Exercise instructions.
a) Can you transcribe the part of the Honor Earbuds 2 Lite review that opens with the words containing "While the first" and closes with "the appropriate adapter.", word for word?
b) Could you go on with the Honor Earbuds 2 Lite review from the point where it stops?
Passage provided START
The earbuds are a standard Bluetooth accessory, meaning they could be connected to virtually any other device. However, to get all the extra features, users need to download the Huawei AI Life app.
Since this is a fairly new product we found we needed the more recent app version found on Huawei’s AppGallery to make them work. But we suppose the app version on Google Play will soon catch up.
Huawei AI Life app interface
The difference the app brings to the Earbuds 2 Lite is control of the gestures – Double-Tap can be customized for any of the buds, while the other available shortcut is Touch & Hold which defaults to Noise control.
Speaking about noise control, this is where Honor did a great job – implementing the ANC. Users can cycle through “Awareness”, “Off”, and “Noise canceling”, and any of them can be removed from the list through the app.
While the first one is obvious – it activates the outward mics to assist users in navigating in short interactions, the second option “Off” is the default one. The noise cancellation does a great job and a major competitor to the Earbuds 2 Lite is its twin – the Freebuds 4i. We should point out that the ANC works if the bud is sitting comfortably in the ear canal – if it moves, it compromises the whole experience.
Another strong side of the Earbuds 2 Lite is the battery. Each bud holds a 55 mAh cell, while the case adds 410 mAh more. Honor calculates the total battery life of 32 hours of listening experience. This does not include the time it takes for the buds to recharge while in the case, of course. Charging the buds is really quick, and the case itself also can get juice fast, provided the cable is coupled with the appropriate adapter.
Passage provided END
Information supplied START
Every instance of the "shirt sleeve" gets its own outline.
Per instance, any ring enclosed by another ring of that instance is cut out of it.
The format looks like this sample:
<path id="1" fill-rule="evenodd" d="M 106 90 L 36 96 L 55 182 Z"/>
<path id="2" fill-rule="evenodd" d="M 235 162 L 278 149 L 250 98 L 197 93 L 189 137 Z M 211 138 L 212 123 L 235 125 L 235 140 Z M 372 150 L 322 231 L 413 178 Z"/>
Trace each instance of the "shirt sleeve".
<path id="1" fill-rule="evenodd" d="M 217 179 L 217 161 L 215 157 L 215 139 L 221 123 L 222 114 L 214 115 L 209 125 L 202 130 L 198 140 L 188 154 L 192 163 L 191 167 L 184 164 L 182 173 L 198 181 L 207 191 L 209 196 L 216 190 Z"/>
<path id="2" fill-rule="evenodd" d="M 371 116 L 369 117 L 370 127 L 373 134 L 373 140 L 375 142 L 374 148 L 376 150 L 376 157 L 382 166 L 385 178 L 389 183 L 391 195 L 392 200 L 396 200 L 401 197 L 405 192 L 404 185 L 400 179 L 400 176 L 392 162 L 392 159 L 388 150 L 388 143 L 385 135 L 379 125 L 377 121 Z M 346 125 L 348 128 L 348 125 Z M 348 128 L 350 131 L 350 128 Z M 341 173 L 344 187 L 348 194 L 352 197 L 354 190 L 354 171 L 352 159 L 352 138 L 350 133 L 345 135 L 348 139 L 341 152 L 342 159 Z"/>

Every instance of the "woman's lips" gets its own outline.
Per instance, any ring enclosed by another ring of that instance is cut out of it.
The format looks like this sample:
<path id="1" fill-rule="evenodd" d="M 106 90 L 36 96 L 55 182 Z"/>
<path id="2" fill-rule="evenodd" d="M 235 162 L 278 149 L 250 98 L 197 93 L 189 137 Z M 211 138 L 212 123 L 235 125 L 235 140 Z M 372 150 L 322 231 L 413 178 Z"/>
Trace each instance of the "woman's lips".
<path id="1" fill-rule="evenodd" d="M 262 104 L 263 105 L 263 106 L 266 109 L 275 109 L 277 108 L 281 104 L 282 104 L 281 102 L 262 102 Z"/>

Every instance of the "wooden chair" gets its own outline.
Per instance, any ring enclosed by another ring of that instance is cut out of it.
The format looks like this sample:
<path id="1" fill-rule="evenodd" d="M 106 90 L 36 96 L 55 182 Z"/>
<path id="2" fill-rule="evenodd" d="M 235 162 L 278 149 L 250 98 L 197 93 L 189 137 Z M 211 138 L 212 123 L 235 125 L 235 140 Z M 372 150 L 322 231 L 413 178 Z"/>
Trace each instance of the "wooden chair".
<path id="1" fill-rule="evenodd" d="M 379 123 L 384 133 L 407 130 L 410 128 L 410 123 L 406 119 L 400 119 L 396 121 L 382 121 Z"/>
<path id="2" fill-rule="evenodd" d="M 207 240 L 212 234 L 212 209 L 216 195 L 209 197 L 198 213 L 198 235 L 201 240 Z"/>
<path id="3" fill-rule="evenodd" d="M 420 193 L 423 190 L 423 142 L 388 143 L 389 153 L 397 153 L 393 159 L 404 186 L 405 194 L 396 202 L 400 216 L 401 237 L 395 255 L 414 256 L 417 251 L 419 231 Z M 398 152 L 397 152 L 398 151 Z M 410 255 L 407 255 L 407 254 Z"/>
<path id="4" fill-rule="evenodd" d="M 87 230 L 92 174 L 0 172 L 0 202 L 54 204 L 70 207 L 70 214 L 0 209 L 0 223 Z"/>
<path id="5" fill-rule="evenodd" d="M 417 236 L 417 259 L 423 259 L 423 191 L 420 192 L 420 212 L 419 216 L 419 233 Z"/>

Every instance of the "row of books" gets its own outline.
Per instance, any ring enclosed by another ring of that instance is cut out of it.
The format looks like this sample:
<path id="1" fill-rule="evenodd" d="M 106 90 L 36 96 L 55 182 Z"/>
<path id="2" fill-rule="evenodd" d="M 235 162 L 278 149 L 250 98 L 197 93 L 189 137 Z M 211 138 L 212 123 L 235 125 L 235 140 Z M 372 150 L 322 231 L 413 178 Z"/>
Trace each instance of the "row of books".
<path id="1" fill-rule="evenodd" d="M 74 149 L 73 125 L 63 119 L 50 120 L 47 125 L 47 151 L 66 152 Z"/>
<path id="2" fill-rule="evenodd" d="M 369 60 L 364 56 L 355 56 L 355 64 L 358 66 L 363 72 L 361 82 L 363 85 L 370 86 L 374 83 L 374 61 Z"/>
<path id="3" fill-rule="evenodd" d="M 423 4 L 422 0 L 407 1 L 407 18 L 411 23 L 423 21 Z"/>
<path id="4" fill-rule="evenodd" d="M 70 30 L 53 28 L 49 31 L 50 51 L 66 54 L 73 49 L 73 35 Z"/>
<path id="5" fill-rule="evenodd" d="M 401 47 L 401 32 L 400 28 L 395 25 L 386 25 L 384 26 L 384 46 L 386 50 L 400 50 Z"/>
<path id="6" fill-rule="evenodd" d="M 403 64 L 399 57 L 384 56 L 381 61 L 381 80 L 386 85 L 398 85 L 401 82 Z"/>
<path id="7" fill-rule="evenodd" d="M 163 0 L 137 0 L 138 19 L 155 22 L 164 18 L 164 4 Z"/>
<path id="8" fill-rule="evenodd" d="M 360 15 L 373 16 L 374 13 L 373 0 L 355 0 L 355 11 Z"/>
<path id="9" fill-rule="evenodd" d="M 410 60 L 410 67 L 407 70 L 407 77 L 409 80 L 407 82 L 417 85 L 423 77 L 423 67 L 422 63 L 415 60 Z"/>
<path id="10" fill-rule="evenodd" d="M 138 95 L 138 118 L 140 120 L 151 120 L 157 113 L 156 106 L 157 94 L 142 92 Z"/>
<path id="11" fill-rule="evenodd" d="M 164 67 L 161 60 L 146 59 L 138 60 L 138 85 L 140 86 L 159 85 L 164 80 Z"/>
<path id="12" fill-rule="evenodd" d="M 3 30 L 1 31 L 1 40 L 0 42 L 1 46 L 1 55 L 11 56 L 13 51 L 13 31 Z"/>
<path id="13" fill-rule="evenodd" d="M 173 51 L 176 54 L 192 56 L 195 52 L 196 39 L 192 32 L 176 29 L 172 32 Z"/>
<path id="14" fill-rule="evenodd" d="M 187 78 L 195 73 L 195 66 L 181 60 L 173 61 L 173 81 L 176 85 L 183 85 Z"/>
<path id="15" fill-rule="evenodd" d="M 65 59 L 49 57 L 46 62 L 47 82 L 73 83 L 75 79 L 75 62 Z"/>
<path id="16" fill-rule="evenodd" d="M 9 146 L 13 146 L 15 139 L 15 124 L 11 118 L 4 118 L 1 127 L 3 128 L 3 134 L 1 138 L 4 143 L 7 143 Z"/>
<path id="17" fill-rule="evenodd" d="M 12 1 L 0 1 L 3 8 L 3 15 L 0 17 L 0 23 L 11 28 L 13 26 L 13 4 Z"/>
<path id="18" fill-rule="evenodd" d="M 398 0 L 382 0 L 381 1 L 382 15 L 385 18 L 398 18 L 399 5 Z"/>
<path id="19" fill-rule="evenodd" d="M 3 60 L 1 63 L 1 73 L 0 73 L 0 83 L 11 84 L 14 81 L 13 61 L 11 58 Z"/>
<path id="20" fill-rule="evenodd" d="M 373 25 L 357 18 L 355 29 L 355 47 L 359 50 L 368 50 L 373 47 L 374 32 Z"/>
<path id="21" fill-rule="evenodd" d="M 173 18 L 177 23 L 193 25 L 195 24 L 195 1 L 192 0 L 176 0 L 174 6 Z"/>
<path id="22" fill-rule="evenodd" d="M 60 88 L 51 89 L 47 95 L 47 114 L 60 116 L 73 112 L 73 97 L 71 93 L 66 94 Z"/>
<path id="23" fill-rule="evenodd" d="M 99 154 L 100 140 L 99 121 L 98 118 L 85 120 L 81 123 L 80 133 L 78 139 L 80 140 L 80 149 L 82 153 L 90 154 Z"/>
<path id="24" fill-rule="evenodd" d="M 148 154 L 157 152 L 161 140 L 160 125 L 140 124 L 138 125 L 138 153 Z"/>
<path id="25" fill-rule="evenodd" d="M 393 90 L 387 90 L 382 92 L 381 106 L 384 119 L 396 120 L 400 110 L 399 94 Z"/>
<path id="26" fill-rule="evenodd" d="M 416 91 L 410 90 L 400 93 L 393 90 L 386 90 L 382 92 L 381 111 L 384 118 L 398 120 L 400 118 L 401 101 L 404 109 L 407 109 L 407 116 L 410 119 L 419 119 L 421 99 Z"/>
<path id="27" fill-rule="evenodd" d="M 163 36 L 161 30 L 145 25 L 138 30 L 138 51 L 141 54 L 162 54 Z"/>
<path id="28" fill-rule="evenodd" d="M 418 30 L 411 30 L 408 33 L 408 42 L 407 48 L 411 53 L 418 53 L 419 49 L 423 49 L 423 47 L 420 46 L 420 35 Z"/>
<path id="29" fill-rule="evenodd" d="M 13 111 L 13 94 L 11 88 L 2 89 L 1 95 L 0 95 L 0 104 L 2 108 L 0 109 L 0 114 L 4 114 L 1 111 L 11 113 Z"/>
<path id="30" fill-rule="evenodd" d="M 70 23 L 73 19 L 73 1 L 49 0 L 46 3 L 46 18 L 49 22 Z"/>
Information supplied END
List of answers.
a)
While the first one is obvious – it activates the outward mics to assist users in navigating in short interactions, the second option “Off” is the default one. The noise cancellation does a great job and a major competitor to the Earbuds 2 Lite is its twin – the Freebuds 4i. We should point out that the ANC works if the bud is sitting comfortably in the ear canal – if it moves, it compromises the whole experience.
Another strong side of the Earbuds 2 Lite is the battery. Each bud holds a 55 mAh cell, while the case adds 410 mAh more. Honor calculates the total battery life of 32 hours of listening experience. This does not include the time it takes for the buds to recharge while in the case, of course. Charging the buds is really quick, and the case itself also can get juice fast, provided the cable is coupled with the appropriate adapter.

b)
Continuous playback on a single charge is advertised at 10 hours with ANC off and volume at 50%. We do not support listening to music for such a long period of time, but did it, for the sake of this review. We were impressed the Earbuds 2 Lite matched the expectations on a non-Honor smartphone – nearly 10 hours.
Turning the ANC on and increasing the volume will result in lower battery life, with everything maxed out still giving us over 4 hours of audio fun. Recharging is also quick; our suggestion, based on experience and testing multiple TWS earphones, is to charge the case whenever there’s an opportunity, instead of using all the battery life until the last drop of power, and then struggling to find an outlet.
The big question about non-expensive earphones is always about sound quality. Honor Earbuds 2 Lite come with 10 mm dynamic coil drivers that bring a nicely put clear sound that matches the price category.
Casual music listeners, podcast enthusiasts, and workaholics on the go would love these buds because of the stable connection and satisfactory sound. Sadly, the AI Life does not provide any equalizer whatsoever, so the user has to rely on the built-in, provided the device has one. Speaking about stable connection, the Earbuds 2 Lite can connect to two different devices and can easily switch from one to another, depending on which is playing. This is thanks to the Bluetooth 5.2 connectivity that also enables easy set up from one user to another.
Even with the battery taking up most of the internals of the earbud, there’s enough hardware to provide good enough trebles and lows. And since we live in a pandemic, there’s always a mask in front of the mouth – the Earbuds 2 Lite still pick up everything, and the stem is not too long to be in the way of the mask’s straps.
We were already impressed with the Huawei Freebuds 4i, and the Honor Earbuds 2 Lite just solidified our verdict. These earphones are great because they provide a decent sound, one of the greatest ANC in this price category, and the battery life, along with the charging capabilities, are top-notch.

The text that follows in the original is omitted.